▶ _SHORT PROBLEM_
Report every line in the records below that contains the word "teal", copying each such line in full.

★ ★ ★

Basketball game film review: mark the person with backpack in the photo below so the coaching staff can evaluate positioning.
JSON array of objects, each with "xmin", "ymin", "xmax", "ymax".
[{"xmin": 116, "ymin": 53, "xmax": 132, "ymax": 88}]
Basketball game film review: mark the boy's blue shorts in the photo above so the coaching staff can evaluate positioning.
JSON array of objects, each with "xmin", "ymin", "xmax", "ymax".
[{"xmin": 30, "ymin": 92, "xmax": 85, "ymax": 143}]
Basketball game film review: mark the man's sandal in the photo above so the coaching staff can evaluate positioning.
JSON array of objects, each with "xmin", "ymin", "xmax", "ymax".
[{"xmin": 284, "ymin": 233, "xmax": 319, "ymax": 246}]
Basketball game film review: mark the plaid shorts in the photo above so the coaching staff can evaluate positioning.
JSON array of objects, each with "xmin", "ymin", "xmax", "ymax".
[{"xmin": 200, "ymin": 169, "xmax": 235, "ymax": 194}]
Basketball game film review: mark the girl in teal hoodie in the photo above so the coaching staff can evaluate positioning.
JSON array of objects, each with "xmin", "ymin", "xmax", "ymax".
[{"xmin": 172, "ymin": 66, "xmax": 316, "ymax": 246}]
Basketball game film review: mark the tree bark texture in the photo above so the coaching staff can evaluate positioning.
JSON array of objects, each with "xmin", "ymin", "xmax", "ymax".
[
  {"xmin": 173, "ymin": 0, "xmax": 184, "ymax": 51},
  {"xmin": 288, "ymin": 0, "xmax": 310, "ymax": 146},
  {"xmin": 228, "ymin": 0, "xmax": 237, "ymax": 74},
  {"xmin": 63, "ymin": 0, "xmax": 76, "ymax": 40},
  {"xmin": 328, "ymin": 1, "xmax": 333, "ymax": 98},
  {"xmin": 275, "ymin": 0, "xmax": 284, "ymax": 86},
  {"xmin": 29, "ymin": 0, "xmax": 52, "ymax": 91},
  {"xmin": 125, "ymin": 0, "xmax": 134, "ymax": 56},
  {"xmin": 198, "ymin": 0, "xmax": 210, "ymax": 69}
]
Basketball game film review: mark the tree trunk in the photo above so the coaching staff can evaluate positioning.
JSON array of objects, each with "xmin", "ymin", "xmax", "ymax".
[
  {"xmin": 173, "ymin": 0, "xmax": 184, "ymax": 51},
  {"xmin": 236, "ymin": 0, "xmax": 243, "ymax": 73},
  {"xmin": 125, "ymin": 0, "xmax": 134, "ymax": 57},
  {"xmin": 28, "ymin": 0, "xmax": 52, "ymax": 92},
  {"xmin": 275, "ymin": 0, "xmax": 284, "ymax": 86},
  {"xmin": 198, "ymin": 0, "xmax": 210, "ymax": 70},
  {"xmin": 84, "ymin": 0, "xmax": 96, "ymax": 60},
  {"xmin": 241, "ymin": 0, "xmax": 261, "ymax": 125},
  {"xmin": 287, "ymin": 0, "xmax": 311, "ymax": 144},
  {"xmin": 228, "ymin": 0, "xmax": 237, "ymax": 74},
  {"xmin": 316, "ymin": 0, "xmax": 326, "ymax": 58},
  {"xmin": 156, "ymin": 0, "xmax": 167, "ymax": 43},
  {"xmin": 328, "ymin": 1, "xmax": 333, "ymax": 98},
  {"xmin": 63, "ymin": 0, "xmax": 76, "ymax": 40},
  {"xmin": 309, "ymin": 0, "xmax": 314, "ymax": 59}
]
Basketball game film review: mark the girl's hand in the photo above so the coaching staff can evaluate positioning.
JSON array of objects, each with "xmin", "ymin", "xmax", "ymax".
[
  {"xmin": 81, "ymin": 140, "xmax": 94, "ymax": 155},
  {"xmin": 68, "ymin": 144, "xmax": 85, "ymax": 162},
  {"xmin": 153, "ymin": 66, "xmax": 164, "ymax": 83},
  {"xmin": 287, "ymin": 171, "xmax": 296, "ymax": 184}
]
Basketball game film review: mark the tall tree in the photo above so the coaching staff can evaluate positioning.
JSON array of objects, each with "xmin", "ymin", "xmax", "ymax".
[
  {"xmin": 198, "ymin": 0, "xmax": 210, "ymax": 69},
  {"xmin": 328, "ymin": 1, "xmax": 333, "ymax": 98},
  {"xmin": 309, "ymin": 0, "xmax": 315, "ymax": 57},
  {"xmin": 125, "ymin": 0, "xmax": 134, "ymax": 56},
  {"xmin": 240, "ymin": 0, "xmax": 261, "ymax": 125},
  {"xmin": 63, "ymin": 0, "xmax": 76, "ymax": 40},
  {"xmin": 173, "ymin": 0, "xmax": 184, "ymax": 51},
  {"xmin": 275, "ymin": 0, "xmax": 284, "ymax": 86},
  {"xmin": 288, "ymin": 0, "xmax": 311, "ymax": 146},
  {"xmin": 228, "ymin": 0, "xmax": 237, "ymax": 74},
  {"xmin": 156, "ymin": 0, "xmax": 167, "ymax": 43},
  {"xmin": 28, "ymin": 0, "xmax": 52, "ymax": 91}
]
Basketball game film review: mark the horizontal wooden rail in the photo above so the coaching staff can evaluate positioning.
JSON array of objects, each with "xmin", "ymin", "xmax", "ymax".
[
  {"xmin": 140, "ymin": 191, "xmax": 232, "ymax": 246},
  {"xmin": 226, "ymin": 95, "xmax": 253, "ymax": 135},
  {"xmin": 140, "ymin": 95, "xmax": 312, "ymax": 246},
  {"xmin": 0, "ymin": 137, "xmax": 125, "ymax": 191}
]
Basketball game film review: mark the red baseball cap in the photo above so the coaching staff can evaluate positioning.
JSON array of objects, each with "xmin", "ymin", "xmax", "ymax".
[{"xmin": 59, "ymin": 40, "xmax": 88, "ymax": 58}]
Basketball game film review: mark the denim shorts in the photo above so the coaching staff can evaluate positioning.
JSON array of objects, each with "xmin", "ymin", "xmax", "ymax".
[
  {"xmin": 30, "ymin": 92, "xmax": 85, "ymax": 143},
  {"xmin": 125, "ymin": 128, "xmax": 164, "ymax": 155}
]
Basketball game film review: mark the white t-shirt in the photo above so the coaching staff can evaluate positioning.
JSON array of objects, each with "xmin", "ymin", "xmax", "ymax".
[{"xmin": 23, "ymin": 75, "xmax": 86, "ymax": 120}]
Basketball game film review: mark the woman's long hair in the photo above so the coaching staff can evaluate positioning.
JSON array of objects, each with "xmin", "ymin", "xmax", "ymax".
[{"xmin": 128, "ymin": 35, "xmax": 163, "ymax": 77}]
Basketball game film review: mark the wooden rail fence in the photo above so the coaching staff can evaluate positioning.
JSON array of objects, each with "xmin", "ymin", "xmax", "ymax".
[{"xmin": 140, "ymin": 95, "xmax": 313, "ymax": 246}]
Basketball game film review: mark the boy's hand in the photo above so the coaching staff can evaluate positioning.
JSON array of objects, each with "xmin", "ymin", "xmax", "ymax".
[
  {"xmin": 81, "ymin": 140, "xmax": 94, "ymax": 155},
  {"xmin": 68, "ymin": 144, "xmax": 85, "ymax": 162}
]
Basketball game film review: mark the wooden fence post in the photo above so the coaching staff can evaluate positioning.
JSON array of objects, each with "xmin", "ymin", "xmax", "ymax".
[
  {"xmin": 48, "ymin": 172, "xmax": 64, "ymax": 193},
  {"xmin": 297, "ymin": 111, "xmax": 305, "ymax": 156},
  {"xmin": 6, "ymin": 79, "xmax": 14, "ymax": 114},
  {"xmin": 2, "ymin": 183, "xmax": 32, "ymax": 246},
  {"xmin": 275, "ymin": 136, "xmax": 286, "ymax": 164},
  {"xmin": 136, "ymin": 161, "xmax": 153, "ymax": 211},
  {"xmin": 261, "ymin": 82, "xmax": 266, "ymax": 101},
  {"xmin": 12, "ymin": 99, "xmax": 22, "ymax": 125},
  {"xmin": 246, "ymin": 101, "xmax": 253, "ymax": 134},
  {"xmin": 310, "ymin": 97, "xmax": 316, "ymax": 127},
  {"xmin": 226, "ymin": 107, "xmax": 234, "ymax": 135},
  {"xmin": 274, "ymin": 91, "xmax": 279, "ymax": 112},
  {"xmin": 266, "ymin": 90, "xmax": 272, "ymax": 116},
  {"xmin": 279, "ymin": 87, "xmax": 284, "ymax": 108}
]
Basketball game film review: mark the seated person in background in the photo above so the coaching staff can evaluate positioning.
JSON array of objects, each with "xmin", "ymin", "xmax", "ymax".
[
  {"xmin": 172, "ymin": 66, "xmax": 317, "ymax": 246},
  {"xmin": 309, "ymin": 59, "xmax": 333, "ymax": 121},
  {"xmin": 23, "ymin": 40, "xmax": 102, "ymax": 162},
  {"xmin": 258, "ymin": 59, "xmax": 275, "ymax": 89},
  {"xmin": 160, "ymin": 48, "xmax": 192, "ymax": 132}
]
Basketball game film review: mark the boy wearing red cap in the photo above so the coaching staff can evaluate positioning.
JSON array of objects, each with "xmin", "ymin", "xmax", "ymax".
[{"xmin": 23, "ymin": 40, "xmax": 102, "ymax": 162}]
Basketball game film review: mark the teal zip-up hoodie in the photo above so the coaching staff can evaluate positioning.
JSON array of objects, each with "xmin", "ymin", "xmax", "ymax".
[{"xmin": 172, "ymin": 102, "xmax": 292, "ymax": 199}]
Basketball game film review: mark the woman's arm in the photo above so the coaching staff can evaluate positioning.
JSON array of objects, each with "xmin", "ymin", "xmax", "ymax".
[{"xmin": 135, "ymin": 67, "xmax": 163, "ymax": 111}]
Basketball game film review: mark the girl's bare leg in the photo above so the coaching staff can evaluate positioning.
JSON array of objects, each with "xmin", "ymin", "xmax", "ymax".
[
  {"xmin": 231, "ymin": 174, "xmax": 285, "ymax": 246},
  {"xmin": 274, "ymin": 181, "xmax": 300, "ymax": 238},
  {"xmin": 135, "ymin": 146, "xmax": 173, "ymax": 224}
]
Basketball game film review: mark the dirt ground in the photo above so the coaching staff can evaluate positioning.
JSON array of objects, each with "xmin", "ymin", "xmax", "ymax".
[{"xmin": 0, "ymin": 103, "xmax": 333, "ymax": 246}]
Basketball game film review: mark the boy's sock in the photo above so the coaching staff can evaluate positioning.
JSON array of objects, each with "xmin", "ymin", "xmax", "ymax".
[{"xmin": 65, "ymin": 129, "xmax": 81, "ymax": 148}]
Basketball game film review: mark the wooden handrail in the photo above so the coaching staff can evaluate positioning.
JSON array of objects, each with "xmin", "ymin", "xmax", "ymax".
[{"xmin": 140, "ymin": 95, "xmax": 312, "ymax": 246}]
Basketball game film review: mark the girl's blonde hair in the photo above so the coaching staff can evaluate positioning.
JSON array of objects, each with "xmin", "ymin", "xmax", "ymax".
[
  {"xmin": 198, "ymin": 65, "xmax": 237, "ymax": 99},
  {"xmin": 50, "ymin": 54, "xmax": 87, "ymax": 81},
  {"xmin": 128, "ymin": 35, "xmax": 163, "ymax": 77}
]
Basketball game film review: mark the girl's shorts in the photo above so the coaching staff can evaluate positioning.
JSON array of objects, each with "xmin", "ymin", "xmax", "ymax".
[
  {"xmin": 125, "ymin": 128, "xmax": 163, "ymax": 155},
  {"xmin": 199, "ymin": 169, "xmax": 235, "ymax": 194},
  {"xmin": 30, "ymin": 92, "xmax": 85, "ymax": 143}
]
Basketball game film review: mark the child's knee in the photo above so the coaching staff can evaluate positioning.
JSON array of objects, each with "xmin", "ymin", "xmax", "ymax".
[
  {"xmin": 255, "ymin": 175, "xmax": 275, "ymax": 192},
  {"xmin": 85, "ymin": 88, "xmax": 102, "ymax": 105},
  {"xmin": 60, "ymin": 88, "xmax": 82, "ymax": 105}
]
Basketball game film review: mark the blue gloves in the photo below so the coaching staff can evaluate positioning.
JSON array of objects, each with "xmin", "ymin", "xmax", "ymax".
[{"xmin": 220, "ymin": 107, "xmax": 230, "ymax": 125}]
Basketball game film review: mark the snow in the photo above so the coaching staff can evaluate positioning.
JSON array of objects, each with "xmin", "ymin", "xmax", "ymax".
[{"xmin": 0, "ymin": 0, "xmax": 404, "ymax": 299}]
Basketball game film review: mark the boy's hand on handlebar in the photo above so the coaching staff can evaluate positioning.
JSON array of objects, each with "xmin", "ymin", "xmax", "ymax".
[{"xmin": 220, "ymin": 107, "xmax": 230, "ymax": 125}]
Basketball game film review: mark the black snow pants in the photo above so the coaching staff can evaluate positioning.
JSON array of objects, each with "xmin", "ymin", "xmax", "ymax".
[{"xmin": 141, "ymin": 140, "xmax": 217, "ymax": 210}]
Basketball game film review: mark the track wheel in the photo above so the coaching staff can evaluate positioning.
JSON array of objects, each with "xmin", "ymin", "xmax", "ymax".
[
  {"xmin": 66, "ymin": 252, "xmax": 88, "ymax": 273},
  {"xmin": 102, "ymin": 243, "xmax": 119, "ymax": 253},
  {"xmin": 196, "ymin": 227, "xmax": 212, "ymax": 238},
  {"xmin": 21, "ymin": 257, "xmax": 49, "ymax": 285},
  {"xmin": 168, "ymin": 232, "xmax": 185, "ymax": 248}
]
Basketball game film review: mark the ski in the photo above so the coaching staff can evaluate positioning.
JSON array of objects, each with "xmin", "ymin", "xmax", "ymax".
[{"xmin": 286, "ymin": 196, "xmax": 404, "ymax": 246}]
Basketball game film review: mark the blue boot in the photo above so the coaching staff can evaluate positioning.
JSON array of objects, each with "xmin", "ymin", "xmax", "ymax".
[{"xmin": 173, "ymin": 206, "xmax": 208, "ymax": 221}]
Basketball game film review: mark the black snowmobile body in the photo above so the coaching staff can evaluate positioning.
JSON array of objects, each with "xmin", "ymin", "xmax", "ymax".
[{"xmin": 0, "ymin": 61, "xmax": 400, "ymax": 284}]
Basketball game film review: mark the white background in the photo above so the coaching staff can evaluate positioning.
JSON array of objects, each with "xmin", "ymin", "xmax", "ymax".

★ ★ ★

▶ _COMPLETED TASK_
Basketball game film review: mark the girl in teal hoodie in the photo above so the coaching staff can evaluate positioning.
Basketball game film review: mark the teal zip-up hoodie in the photo above so the coaching staff can evaluate positioning.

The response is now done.